The SNA shifted its focus to Jijiga. The dusty Ethiopian town of 20,000 consisted of one-story houses, nomads’ straw huts, and tin-roofed shacks. The EAF cemented its air superiority here as F-5s shot down Somali MiG after MiG with Sidewinder Air-to-Air Missiles. Israel admitted to aiding Ethiopia, perhaps with spare parts and technicians for its F-5s.

The 10th Mech Bde garrisoned the town. The Ethiopians flew in militia reinforcements. Jijiga changed hands a few times before finally falling on September 12th.

The Ethiopians had suffered their worst defeat, with 3,000 casualties. Units simply melted away. They abandoned tanks and APCs. As at Gobe, they abandoned warehouses full of ammunition and spare parts. The routed units retreated right through the strategic Kara Marda Pass, the capture of which by the British in 1941 had sealed Italian defeat here. The EAF lost the use of a fighter direction radar near the pass, and the SNA occupied both the pass and the town.

The SNA enveloped Harrar next, a 1,000-year old walled city with stone houses. To its northwest, an EA scratch infantry brigade and a 105-mm artillery battery failed to hold Jarson, which fell on October 16th. But the 1st Paracommando Bde held Kombolch. Fedis also held.

The fighting shifted to Harrar proper. The Ethiopians held the town with mechanized and armored forces. They flew in the 2nd Paracommando Bde. A few unusual units further reinforced the town: the 21st and 23rd Battalions consisted of old, recalled veterans. Militia armed with RPG-7s completed the defenses.

WSLF fighters infiltrated into Harrar and occupied part of it in late November. The SNA briefly took some hills overlooking the town before the EA pushed them back from both the town and the hills.

The tide began to turn against the Somalis. Advancing in the mountains was difficult. With Hargeisa over 200 kilometers away, months of war overwhelmed their logistics system and supplies were short.

- _Data provided_

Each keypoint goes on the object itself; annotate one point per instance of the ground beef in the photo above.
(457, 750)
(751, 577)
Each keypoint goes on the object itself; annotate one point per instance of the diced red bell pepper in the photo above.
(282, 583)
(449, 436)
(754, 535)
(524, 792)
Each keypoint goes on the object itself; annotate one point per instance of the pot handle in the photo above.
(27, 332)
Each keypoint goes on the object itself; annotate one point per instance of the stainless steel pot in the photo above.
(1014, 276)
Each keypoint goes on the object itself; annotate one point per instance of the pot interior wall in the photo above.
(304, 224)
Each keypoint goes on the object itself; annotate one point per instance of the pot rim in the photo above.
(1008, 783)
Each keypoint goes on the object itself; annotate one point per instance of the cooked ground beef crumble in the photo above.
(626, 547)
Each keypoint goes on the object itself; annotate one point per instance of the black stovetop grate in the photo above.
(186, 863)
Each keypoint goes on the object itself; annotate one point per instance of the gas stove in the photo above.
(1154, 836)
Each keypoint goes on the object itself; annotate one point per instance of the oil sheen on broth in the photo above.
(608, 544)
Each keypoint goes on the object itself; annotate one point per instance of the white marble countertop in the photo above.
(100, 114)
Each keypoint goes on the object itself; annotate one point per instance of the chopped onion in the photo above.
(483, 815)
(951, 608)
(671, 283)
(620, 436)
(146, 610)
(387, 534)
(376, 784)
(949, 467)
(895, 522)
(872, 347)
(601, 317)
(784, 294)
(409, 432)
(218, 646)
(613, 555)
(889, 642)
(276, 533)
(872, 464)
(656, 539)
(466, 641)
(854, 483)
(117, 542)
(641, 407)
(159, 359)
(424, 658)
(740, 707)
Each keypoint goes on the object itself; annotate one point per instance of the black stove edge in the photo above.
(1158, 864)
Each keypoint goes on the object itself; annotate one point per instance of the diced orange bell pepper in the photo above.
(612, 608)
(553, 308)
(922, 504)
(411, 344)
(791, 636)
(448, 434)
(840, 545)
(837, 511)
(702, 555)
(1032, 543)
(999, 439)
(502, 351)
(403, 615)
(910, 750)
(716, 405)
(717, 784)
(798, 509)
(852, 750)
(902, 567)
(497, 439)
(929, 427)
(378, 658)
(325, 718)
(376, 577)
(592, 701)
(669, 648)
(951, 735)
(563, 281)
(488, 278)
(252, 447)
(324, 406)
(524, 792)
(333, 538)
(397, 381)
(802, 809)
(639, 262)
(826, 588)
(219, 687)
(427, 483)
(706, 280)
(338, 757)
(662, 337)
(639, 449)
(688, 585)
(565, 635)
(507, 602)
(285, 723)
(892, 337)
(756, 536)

- _Task details_
Please give the date on which Jijiga finally fell, according to the account of the fighting at Jijiga and Harrar.

- _Answer to this exercise_
September 12th